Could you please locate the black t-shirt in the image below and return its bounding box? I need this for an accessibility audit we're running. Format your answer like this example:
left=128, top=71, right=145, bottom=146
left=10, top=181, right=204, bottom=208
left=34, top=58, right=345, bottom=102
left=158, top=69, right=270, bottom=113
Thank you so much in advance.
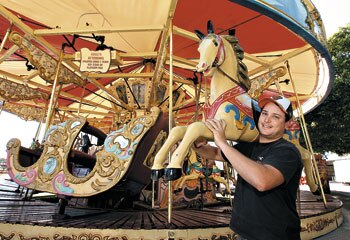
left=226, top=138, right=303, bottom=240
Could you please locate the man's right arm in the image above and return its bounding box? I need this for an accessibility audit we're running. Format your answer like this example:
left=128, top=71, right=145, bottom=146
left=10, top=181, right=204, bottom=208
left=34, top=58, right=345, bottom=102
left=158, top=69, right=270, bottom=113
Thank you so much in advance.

--

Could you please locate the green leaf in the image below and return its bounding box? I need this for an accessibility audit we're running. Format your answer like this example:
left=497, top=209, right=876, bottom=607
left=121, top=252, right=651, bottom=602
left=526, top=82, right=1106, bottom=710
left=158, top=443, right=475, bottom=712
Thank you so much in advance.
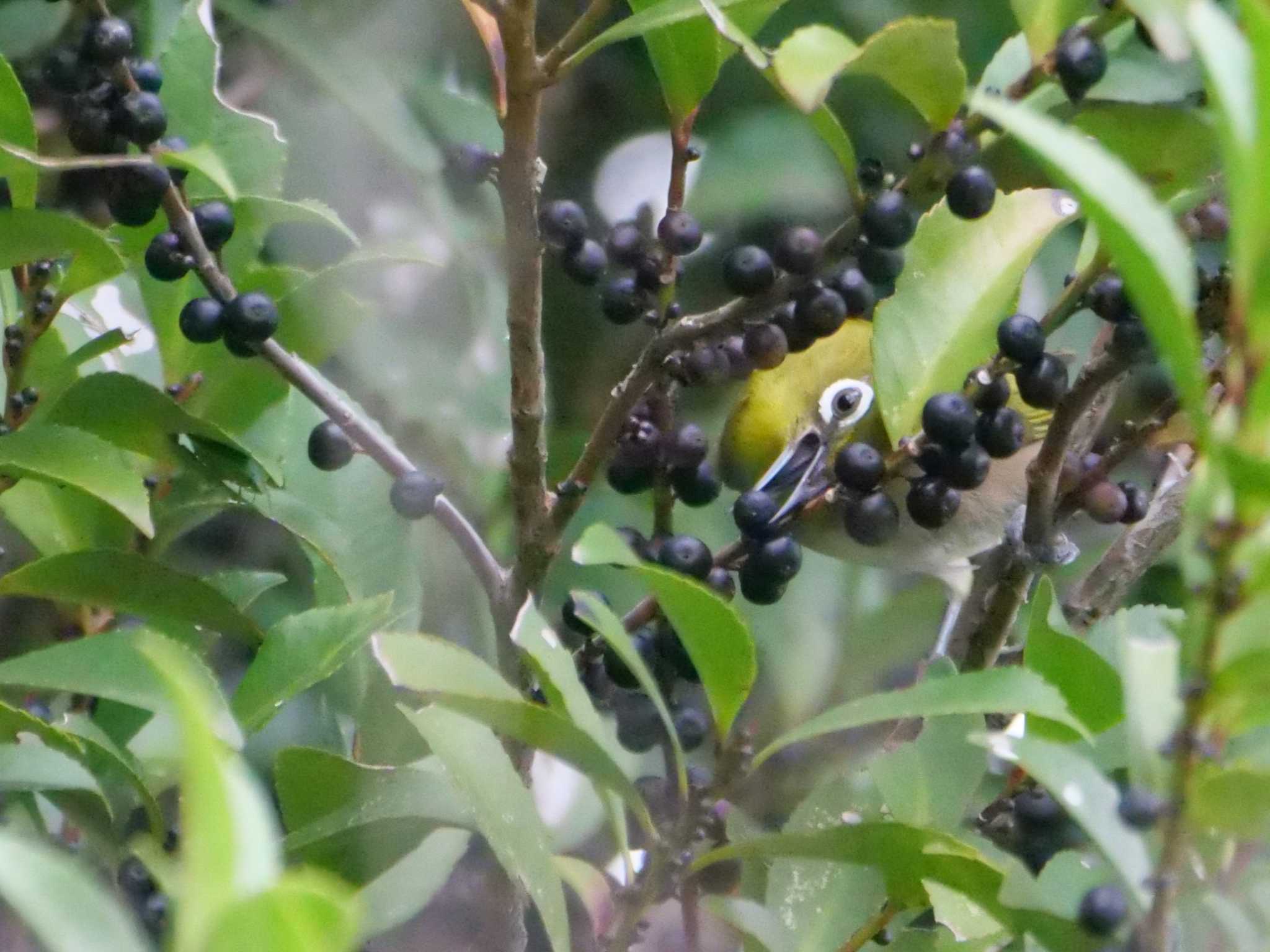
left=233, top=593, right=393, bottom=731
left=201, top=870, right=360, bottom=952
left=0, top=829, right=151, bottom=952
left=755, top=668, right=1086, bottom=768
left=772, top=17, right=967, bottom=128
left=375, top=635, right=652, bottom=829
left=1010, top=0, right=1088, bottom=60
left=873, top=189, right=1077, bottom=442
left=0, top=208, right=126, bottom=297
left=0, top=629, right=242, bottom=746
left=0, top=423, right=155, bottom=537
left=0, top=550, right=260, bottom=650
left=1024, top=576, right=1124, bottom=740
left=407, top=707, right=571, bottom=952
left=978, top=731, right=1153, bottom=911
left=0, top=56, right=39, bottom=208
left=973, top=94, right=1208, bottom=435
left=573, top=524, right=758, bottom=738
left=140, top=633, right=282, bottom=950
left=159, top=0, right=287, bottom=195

--

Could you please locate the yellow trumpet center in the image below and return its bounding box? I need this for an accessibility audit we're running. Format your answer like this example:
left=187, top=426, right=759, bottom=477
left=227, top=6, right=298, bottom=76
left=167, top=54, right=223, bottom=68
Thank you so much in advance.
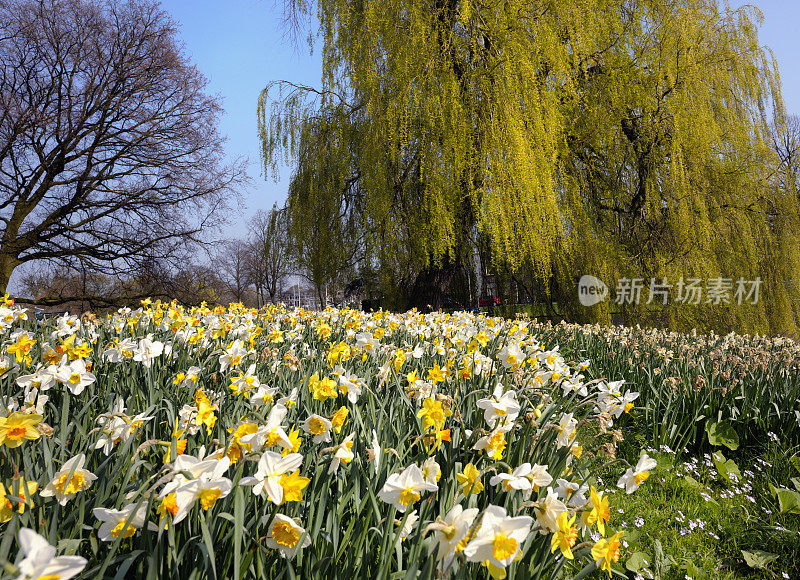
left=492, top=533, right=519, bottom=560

--

OBJECTIVE: How many lines in the listing above contain the word "this"? Reply with the number only.

ANSWER: 4